◆ Set task ◆
Output everything from the start of the records down to the line containing "In this photo, point at the pale", inclusive, as a JSON list of strings with one string per line and blank lines omitted.

[Extracted records]

## begin

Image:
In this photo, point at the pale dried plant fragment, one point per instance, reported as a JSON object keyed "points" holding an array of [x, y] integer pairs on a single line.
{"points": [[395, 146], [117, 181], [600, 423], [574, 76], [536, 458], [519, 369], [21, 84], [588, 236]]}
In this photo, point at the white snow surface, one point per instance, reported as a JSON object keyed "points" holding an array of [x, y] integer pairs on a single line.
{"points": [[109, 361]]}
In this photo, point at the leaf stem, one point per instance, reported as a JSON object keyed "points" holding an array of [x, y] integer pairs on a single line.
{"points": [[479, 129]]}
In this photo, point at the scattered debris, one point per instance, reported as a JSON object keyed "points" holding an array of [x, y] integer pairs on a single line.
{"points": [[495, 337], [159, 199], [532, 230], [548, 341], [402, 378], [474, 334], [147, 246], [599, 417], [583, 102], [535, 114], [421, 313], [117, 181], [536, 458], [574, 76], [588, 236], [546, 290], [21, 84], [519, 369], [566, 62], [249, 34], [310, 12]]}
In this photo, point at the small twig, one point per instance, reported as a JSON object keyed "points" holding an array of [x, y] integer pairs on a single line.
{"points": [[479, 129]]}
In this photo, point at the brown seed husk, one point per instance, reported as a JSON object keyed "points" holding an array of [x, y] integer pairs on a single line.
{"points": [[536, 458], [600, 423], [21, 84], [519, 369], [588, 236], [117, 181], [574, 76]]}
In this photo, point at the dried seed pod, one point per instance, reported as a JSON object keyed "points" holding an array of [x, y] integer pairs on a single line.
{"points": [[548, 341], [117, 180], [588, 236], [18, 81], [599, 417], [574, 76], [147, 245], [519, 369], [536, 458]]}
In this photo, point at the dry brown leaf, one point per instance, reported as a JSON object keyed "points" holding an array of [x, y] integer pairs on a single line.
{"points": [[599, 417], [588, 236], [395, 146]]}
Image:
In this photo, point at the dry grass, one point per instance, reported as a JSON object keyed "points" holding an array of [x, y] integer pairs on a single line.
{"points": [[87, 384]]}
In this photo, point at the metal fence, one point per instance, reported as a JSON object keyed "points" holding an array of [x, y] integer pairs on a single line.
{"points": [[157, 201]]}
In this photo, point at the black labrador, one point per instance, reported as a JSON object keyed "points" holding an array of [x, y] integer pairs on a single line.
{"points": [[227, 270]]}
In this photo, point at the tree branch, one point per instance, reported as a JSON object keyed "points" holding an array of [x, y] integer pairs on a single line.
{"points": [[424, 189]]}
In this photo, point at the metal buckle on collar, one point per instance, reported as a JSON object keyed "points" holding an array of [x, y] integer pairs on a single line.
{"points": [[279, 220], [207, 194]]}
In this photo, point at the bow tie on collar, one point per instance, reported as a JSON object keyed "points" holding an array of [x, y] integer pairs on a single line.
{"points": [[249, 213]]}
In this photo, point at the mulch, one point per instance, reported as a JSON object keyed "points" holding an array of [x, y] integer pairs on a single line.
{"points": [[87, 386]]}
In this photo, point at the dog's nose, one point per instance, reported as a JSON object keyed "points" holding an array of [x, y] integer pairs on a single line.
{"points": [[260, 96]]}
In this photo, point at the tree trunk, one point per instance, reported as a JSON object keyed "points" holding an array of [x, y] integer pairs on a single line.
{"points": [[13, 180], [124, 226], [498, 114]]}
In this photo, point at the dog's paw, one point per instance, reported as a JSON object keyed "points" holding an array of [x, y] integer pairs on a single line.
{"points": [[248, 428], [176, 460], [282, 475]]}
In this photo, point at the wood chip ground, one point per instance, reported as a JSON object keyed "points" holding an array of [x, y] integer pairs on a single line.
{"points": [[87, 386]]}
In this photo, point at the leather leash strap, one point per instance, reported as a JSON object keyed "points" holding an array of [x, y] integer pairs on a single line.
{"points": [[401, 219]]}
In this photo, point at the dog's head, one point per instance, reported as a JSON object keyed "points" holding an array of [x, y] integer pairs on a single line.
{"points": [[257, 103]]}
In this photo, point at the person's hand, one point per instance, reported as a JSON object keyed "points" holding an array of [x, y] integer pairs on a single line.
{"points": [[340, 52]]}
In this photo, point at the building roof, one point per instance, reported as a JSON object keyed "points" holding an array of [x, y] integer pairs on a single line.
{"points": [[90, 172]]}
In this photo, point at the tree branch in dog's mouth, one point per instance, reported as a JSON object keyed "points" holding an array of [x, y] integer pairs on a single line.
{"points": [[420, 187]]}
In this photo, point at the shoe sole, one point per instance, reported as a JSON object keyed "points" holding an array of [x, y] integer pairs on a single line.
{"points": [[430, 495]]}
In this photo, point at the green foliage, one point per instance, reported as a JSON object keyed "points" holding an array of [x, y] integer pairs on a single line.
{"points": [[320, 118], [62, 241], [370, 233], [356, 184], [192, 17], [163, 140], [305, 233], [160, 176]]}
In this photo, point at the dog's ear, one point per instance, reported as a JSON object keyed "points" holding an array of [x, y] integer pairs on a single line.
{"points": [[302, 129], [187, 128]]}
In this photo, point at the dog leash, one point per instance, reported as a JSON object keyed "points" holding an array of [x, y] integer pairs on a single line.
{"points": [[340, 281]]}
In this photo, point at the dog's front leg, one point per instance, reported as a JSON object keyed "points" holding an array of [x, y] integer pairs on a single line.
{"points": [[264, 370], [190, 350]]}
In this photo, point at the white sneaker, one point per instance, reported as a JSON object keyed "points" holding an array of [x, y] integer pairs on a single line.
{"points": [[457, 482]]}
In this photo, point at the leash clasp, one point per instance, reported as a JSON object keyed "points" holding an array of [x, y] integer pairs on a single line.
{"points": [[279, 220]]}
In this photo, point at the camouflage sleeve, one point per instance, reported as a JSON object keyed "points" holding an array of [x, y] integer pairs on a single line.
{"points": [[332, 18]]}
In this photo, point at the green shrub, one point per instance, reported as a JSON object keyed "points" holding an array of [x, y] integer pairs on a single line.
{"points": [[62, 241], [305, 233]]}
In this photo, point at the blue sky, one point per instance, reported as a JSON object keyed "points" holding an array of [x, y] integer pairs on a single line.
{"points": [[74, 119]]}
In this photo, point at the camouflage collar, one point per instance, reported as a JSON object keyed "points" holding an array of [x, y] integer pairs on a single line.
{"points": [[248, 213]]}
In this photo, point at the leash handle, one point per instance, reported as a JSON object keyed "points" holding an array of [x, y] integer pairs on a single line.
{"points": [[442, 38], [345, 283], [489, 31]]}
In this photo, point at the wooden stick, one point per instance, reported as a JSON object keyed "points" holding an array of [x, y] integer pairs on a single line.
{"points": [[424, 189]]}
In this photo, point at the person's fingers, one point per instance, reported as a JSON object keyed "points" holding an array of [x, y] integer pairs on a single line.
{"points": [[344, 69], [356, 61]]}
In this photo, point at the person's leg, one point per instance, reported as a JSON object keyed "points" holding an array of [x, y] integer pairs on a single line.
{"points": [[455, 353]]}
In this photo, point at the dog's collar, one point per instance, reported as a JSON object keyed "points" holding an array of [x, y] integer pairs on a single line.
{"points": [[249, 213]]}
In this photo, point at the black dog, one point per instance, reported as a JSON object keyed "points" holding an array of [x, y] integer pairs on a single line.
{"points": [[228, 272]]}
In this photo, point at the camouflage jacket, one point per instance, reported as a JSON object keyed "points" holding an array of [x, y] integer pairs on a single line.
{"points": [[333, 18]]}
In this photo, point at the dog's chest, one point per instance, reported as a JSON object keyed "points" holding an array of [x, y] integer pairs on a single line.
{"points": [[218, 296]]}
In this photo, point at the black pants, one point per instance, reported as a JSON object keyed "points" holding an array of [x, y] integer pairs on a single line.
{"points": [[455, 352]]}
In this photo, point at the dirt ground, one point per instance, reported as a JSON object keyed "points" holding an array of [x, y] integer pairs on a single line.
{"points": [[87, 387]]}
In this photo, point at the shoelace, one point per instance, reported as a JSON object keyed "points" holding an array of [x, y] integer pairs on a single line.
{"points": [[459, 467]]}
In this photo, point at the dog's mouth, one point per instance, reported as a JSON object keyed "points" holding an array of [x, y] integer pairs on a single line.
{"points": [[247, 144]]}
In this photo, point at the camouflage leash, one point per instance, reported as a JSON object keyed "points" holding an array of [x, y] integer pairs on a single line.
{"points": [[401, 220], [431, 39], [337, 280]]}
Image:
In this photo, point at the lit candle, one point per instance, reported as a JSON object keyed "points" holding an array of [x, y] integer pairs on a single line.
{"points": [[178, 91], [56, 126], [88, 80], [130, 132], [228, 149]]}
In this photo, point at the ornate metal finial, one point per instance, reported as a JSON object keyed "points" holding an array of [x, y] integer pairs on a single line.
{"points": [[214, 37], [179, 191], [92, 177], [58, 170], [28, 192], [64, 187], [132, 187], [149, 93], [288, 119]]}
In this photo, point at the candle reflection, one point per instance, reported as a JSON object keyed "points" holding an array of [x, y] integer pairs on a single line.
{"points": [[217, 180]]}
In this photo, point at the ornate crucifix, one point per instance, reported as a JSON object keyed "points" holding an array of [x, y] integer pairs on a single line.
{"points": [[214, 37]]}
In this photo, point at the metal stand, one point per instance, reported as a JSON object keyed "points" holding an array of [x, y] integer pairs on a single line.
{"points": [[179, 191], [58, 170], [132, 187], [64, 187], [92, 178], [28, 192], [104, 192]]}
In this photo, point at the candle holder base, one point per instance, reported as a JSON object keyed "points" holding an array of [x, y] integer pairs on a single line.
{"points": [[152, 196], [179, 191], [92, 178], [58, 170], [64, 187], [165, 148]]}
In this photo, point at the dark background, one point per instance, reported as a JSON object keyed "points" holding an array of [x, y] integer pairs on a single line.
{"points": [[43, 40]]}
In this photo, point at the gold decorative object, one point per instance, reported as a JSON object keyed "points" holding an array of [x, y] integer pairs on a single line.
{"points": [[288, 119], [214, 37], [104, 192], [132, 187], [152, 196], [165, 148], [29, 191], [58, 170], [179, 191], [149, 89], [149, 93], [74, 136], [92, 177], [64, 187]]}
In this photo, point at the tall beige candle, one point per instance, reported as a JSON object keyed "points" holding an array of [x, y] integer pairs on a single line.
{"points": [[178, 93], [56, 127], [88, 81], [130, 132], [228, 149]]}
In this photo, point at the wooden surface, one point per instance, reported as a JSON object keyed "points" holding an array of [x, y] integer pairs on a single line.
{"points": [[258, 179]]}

## end

◆ Output of the task ◆
[
  "Image:",
  "In this photo, point at the pale dried plant fragment, one point per instance, reported as a JSON object keyed \"points\" holding an array of [x, y] integer pairs on a single line."
]